*** Dataset entries ***
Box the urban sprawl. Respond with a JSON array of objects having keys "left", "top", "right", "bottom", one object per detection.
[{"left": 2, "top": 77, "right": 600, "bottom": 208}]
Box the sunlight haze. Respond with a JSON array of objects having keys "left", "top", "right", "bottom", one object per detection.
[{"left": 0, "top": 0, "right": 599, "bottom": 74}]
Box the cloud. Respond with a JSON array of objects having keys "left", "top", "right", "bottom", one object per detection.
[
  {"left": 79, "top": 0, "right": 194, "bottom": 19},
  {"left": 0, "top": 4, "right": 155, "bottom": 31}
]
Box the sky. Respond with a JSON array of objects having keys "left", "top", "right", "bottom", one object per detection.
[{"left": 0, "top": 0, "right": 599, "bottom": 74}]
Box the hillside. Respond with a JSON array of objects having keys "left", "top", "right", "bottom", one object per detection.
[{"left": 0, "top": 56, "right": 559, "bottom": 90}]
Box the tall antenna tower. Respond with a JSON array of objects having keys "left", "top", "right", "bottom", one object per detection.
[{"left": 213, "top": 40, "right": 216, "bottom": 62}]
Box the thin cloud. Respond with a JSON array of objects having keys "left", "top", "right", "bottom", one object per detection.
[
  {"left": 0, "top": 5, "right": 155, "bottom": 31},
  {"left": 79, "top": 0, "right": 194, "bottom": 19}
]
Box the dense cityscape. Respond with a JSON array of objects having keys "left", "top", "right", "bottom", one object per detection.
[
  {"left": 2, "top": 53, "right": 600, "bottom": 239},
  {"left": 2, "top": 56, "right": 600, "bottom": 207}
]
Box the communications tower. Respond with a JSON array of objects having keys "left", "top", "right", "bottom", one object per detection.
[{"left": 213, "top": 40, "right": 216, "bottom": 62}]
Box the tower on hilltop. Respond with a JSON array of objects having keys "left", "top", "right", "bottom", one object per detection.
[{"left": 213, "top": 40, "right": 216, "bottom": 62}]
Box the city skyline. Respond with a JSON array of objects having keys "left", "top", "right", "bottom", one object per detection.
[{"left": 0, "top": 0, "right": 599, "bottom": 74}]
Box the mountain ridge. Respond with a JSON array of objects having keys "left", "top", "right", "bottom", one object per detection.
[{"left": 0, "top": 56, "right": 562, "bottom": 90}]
***
◆ **What the exercise asks**: What you give back should be exactly the lines of the entries above from the one containing "Box the mountain" to the end, and nothing more.

◆ **Result**:
Box the mountain ridge. Respond with a JSON array of objects having keys "left", "top", "right", "bottom", one object per detection.
[{"left": 0, "top": 56, "right": 562, "bottom": 90}]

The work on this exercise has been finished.